▸ **TASK OBJECTIVE**:
Your answer must be an exact copy of the lines from the one holding "Point to the fingers." through the last line of the entries below, with nothing added.

▸ **EXERCISE MATERIALS**:
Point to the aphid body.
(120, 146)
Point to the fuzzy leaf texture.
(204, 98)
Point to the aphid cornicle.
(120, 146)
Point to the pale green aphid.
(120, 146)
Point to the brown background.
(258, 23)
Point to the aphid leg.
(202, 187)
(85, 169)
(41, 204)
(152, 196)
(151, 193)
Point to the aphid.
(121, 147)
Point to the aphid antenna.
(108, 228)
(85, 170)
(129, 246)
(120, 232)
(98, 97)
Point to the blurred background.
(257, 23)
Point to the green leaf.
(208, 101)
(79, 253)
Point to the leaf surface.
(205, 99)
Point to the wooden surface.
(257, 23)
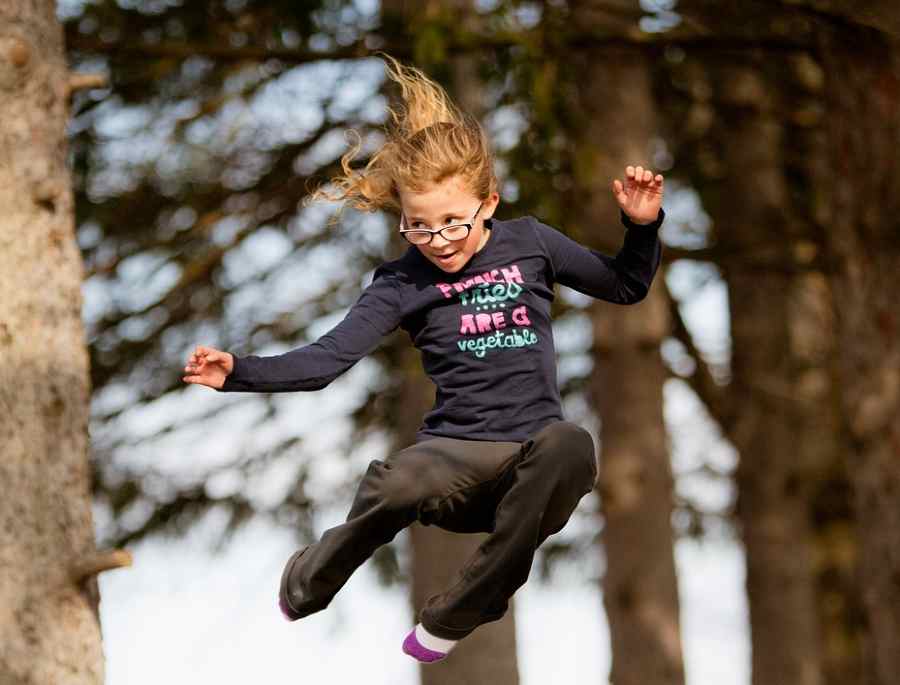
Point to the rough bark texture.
(859, 204)
(49, 625)
(768, 383)
(640, 588)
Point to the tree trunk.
(768, 380)
(858, 205)
(640, 589)
(49, 623)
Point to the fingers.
(643, 178)
(204, 354)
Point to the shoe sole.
(284, 603)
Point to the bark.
(771, 429)
(858, 205)
(639, 588)
(49, 623)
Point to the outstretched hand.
(641, 196)
(208, 366)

▸ **REPLY**:
Point to the fingers.
(643, 178)
(204, 354)
Point to the shoe sole.
(284, 603)
Point to the bark.
(771, 429)
(858, 205)
(639, 588)
(49, 623)
Point to the outstretched hand.
(641, 196)
(208, 366)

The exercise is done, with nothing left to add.